BEGIN DATA FOR THIS EXERCISE
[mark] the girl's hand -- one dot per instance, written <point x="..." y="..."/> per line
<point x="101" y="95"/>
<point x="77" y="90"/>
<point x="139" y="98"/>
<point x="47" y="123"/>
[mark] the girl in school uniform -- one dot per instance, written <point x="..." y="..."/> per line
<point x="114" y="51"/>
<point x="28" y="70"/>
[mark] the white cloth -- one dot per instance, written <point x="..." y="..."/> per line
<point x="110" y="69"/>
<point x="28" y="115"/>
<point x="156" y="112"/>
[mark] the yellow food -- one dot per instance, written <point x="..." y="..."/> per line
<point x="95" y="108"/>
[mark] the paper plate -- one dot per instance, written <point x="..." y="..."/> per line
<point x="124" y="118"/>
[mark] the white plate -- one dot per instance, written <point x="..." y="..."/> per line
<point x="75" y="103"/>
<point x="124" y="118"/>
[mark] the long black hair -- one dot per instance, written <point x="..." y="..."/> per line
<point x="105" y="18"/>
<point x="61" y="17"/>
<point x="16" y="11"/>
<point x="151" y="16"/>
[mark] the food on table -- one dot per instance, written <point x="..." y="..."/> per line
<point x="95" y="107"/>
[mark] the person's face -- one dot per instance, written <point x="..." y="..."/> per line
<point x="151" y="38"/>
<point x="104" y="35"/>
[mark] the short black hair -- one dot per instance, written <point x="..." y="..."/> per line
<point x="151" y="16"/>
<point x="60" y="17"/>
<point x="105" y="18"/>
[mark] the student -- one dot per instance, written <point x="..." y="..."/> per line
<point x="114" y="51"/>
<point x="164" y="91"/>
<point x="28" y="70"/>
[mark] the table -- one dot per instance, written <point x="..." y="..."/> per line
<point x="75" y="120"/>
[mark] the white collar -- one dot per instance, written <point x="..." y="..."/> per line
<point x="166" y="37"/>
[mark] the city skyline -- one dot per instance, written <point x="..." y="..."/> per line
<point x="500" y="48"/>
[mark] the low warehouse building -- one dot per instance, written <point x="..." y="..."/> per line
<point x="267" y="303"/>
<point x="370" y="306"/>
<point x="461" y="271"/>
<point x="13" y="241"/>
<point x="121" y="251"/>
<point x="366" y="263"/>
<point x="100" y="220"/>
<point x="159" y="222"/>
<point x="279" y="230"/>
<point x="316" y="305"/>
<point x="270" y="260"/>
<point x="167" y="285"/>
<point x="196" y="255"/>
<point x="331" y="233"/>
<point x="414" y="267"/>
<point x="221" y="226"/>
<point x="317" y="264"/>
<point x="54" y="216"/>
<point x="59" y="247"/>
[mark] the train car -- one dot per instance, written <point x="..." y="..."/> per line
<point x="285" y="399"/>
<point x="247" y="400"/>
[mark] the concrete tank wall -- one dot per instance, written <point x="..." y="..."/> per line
END DATA FOR THIS EXERCISE
EXERCISE PROMPT »
Repeat the listing above line by line, exactly as written.

SOLUTION FOR THIS TASK »
[mark] the girl's hand -- one dot per instance, written <point x="..." y="..."/> per line
<point x="101" y="95"/>
<point x="77" y="90"/>
<point x="139" y="98"/>
<point x="47" y="123"/>
[mark] the girl in school uniform -- one dot per instance, written <point x="..." y="..."/> per line
<point x="114" y="51"/>
<point x="28" y="70"/>
[mark] the white cloth -- one dot per instance, written <point x="..." y="..."/> per line
<point x="110" y="69"/>
<point x="28" y="115"/>
<point x="156" y="112"/>
[mark] the yellow food -- one dot per instance, written <point x="..." y="..."/> per line
<point x="95" y="108"/>
[mark] the paper plate -- one dot per instance, written <point x="..." y="..."/> per line
<point x="124" y="118"/>
[mark] the white plate -- one dot per instance, written <point x="..." y="..."/> per line
<point x="75" y="103"/>
<point x="124" y="118"/>
[mark] the long black hair -- one dot per instance, written <point x="..." y="..."/> per line
<point x="105" y="18"/>
<point x="61" y="17"/>
<point x="16" y="11"/>
<point x="151" y="16"/>
[mark] the food on table -- one dot per instance, written <point x="..." y="..."/> per line
<point x="95" y="107"/>
[mark] the person's face -- one dot per instance, written <point x="..." y="..."/> per line
<point x="151" y="38"/>
<point x="104" y="35"/>
[mark] the short black hair -- one dot per instance, written <point x="..." y="..."/> per line
<point x="151" y="16"/>
<point x="60" y="17"/>
<point x="105" y="18"/>
[mark] the student -- one dot per instance, written <point x="..." y="..."/> per line
<point x="114" y="51"/>
<point x="164" y="91"/>
<point x="28" y="70"/>
[mark] the table -- one dot per instance, written <point x="..." y="..."/> per line
<point x="75" y="120"/>
[mark] the white collar -- one dot per instance, written <point x="..." y="..."/> per line
<point x="166" y="37"/>
[mark] the city skyline -- one dot per instance, written <point x="..." y="..."/> per line
<point x="500" y="48"/>
[mark] the low warehouse building -- one dot per instance, written <point x="..." y="..."/> per line
<point x="267" y="303"/>
<point x="370" y="306"/>
<point x="461" y="271"/>
<point x="13" y="241"/>
<point x="121" y="251"/>
<point x="366" y="263"/>
<point x="100" y="220"/>
<point x="159" y="222"/>
<point x="279" y="230"/>
<point x="316" y="305"/>
<point x="270" y="260"/>
<point x="167" y="285"/>
<point x="196" y="255"/>
<point x="331" y="233"/>
<point x="414" y="267"/>
<point x="221" y="226"/>
<point x="317" y="264"/>
<point x="54" y="216"/>
<point x="59" y="247"/>
[mark] the train car -- one dot per instance, written <point x="..." y="..."/> per line
<point x="285" y="399"/>
<point x="247" y="400"/>
[mark] the concrete tank wall -- one dot per instance, written <point x="..." y="..."/> per line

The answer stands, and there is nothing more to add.